EXERCISE: Your task is to retype, exactly and with nothing else, every line from the one containing "Target: white upper cabinet" to the end of the listing.

EXTRACTED MATERIAL:
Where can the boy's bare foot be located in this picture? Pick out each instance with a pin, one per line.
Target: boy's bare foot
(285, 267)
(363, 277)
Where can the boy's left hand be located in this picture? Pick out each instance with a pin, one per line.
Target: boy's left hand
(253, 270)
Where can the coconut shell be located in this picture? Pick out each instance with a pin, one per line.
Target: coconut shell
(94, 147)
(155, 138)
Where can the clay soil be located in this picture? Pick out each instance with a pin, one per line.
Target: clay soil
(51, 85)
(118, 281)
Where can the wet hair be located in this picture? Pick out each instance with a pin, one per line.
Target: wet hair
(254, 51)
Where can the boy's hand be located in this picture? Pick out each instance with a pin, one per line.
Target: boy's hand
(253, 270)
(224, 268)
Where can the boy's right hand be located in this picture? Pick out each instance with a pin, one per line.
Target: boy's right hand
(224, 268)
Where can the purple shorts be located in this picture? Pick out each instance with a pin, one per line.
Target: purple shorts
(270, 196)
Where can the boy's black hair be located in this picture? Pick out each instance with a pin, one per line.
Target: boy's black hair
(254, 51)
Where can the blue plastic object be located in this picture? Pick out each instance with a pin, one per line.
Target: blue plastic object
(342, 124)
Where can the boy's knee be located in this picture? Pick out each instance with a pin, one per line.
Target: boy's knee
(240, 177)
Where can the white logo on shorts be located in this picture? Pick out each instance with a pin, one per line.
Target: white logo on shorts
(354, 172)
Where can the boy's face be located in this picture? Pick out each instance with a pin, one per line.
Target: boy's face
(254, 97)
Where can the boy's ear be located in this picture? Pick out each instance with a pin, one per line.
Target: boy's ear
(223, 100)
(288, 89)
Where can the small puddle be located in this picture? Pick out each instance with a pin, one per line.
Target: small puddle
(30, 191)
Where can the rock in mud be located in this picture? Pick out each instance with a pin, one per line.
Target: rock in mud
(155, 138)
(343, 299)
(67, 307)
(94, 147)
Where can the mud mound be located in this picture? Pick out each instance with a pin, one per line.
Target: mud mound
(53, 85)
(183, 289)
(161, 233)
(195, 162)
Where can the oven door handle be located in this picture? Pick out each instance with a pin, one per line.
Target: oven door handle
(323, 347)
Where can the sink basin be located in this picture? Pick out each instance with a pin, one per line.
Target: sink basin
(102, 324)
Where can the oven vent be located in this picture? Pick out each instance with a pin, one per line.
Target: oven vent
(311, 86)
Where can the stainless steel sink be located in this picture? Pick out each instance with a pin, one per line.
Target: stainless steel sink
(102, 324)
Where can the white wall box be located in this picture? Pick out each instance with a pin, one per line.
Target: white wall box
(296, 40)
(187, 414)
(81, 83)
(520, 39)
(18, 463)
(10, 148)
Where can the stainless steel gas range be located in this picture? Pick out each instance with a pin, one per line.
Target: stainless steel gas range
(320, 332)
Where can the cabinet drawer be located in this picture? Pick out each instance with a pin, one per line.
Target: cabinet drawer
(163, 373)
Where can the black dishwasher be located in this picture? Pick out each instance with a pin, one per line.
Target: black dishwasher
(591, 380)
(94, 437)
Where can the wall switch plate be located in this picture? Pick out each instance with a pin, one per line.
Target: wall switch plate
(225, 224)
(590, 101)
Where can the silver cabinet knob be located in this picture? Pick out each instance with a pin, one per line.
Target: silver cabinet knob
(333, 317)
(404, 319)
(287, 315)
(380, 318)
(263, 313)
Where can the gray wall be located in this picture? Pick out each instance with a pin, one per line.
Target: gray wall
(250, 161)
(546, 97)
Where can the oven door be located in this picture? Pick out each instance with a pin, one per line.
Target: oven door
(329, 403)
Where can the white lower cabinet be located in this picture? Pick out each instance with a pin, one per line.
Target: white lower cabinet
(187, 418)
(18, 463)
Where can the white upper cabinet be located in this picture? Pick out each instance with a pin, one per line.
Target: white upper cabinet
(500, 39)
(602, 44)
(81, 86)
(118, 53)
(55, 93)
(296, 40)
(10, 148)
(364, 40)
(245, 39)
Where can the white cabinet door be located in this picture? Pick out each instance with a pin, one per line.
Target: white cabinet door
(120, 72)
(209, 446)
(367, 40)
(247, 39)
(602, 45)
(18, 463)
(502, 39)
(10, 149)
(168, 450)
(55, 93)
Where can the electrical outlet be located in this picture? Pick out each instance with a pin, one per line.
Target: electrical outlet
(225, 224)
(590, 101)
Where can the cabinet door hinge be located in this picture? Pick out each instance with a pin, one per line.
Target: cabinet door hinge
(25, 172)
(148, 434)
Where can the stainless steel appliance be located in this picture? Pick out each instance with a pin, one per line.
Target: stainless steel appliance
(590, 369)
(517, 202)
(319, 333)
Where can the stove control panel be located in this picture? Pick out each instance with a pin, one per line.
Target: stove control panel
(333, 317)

ANSWER FOR THIS EXERCISE:
Target: white upper cabinet
(500, 39)
(602, 44)
(81, 86)
(118, 53)
(55, 93)
(296, 40)
(10, 148)
(364, 40)
(245, 39)
Where can the white cabinet door be located in this picture? Pick out each instance with a pin, one per line.
Target: white cabinet door
(120, 72)
(209, 446)
(367, 40)
(247, 39)
(602, 45)
(18, 463)
(502, 39)
(10, 149)
(168, 450)
(55, 93)
Where can the electrical outlet be located in this picture? Pick out each instance with a pin, one per line.
Target: electrical outlet
(225, 224)
(590, 101)
Where can the cabinet door hinge be located in this picture? Pick out each instance with a pin, one per line.
Target: cabinet door hinge
(25, 172)
(148, 434)
Where can the stainless steel appliance be located in this picture? Pick out each instance with a pin, one per line.
Target: stainless steel appliance
(590, 369)
(517, 202)
(319, 333)
Where can the stove control panel be located in this picture? Pick out each instance with a pin, one per line.
Target: stove control panel
(333, 317)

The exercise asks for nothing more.